Consignes:
a – Recopiez le récit de la dernière journée de Thomas Sankara en substituant « couche-tard » à « oiseau de nuit ». Commencez aux mots « Lorsque Mariam se » et arrêtez-vous après « nuit s’annoncent longues. ».
b – Poursuivez, s'il vous plaît, le récit de la dernière journée de Thomas Sankara à partir de sa dernière phrase.

Il y a trente ans, le 15 octobre 1987, le leader de la révolution
burkinabè était assassiné. Deux ans plus tard, Sennen Andriamirado,
rédacteur en chef de Jeune Afrique et intime de l’ex-chef de l’État,
publiait Il s’appelait Sankara. Voici ici reproduit le récit de la
dernière journée du président du Faso sous la plume de notre confrère
disparu en 1997.
Lorsque Mariam se réveille, Thomas Sankara, qui a fini par la
rejoindre au lit, s’est assoupi à son tour. Vraisemblablement, sa copie
est désormais prête. Sur la pointe des pieds, l’épouse du président
quitte la chambre et se prépare à aller au travail. Elle doit y être à
15 heures. Sankara, lui, va dormir pendant une bonne heure encore. La
sieste quotidienne reste, pour cet oiseau de nuit, le seul moment de la
journée où il récupère. Une pause d’autant plus importante, ce jeudi
15 octobre 1987, que l’après-midi et la nuit s’annoncent longues.

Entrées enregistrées
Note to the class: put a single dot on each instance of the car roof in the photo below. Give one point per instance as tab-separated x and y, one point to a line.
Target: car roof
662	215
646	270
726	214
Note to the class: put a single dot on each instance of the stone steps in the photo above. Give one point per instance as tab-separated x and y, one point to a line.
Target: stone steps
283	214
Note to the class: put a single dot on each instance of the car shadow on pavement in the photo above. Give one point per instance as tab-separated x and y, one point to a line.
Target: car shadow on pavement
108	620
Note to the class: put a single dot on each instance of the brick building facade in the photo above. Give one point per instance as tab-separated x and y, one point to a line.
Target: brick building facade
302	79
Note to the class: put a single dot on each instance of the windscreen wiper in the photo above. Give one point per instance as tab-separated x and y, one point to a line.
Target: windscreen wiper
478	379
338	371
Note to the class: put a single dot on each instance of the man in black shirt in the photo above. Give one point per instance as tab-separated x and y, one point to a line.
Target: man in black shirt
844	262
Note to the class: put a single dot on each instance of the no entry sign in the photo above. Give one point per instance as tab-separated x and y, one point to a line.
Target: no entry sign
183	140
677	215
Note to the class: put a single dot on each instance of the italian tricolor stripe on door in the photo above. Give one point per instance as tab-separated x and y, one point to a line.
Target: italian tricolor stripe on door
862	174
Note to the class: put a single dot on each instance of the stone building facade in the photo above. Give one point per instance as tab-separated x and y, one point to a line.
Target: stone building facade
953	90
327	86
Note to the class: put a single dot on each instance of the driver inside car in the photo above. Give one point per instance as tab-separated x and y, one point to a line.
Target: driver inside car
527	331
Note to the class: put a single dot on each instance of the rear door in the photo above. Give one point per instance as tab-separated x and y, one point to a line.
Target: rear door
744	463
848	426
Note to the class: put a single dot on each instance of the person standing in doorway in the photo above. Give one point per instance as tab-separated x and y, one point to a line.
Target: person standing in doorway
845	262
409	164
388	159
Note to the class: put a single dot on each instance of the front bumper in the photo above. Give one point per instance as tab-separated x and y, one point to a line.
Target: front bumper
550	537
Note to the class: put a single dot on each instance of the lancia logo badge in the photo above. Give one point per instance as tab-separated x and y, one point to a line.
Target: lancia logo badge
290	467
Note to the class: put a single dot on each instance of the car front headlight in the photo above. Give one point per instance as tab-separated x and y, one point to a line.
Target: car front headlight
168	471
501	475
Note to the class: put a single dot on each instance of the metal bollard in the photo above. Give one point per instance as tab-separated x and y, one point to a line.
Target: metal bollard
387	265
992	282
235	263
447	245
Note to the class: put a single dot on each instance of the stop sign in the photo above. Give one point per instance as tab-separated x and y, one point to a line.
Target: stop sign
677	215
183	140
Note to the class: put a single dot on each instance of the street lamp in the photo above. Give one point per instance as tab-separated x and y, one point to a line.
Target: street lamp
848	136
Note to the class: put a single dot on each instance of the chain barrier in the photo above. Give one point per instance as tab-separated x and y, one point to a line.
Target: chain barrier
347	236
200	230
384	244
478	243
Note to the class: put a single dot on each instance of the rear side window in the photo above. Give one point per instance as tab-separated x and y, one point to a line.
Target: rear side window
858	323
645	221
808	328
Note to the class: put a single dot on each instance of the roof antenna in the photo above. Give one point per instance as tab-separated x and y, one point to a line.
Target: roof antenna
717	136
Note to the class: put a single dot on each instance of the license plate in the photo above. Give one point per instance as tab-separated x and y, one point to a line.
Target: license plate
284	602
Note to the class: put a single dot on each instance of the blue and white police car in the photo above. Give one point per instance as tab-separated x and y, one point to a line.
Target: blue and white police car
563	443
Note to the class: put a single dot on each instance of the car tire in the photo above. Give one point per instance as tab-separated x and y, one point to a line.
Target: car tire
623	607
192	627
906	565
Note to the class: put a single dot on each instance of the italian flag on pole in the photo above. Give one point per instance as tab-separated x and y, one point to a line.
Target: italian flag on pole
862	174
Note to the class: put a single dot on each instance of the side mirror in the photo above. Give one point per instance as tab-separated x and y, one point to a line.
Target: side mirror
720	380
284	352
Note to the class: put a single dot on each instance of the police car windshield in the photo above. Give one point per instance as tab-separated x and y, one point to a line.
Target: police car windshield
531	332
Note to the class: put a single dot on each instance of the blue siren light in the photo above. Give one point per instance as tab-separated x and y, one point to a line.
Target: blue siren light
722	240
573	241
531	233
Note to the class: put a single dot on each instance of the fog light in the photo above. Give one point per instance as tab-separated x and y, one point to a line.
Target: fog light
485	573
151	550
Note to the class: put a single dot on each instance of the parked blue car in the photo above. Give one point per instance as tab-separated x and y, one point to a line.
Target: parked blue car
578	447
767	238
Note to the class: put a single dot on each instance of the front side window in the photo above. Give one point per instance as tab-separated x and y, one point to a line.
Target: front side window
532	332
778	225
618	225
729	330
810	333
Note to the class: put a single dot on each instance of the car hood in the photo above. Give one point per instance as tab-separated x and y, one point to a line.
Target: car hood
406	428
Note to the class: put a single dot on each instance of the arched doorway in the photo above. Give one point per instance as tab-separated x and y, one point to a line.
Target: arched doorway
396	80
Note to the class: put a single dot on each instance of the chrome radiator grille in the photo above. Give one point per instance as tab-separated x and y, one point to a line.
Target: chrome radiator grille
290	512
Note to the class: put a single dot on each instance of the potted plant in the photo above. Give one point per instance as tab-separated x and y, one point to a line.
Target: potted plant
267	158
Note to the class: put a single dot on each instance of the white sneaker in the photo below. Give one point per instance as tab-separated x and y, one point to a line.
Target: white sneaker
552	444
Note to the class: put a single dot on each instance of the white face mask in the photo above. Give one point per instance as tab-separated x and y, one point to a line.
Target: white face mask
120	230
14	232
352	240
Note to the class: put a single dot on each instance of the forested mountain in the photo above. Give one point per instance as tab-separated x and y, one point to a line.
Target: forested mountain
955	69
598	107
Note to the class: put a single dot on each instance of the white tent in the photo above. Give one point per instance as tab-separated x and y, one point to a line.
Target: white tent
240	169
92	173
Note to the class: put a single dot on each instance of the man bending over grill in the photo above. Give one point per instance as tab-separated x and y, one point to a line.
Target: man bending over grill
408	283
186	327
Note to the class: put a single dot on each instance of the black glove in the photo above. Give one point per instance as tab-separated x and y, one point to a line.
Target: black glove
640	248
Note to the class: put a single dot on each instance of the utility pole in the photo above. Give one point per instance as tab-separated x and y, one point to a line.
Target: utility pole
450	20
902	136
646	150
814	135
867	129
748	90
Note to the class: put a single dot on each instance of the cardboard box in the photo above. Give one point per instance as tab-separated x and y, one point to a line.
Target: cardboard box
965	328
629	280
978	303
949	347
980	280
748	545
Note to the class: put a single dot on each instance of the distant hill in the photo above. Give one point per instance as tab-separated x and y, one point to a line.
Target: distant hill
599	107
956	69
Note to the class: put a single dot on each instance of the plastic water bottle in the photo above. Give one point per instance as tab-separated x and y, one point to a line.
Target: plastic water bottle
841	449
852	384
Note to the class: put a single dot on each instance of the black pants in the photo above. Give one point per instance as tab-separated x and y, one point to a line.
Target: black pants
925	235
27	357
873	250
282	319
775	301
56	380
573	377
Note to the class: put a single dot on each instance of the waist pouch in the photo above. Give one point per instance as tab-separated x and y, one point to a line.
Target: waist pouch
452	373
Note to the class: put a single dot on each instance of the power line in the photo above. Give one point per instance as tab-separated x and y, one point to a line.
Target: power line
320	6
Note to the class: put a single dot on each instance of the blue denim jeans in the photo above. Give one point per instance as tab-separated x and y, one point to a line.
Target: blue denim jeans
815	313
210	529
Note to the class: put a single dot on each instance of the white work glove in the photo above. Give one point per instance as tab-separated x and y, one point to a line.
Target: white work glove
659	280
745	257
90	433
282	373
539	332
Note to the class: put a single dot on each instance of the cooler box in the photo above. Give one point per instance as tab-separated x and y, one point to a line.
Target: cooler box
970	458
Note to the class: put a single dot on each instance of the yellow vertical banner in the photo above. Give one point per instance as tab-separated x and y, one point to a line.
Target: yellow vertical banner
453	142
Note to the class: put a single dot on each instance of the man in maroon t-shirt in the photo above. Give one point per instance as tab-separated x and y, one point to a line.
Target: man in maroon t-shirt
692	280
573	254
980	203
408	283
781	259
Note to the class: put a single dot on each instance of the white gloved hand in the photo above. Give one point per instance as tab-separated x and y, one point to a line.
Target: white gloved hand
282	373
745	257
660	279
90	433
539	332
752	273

Réponses:
a –
Lorsque Mariam se réveille, Thomas Sankara, qui a fini par la
rejoindre au lit, s’est assoupi à son tour. Vraisemblablement, sa copie
est désormais prête. Sur la pointe des pieds, l’épouse du président
quitte la chambre et se prépare à aller au travail. Elle doit y être à
15 heures. Sankara, lui, va dormir pendant une bonne heure encore. La
sieste quotidienne reste, pour cet couche-tard, le seul moment de la
journée où il récupère. Une pause d’autant plus importante, ce jeudi
15 octobre 1987, que l’après-midi et la nuit s’annoncent longues.

b –
À 16 heures, il préside l’une des trois réunions hebdomadaires de son
cabinet spécial. À l’ordre du jour : le compte rendu de l’un de ses
conseillers qui rentre de Cotonou, où il a eu des entretiens avec les
responsables du Parti révolutionnaire du peuple du Bénin et rassemblé
des documents sur le « Code béninois de conduite révolutionnaire » ; le
projet de création d’un journal du CNR [Conseil national de la
révolution]. Et à 20 heures, il y aura la réunion, très délicate, de
l’OMR [Organisation militaire révolutionnaire].
Je ne te verrai pas avant la fin de la réunion de 20 heures. On parlera ce soir
Vers 15 h 30, Mariam Sankara l’appelle au téléphone. « Papa est sous
la douche », lui répond son fils aîné, Philippe, 7 ans à l’époque. Elle
rappelle dix minutes plus tard. Le président, en tenue de sport depuis
le matin – tee-shirt blanc et pantalon de jogging rouge –, est prêt à
partir.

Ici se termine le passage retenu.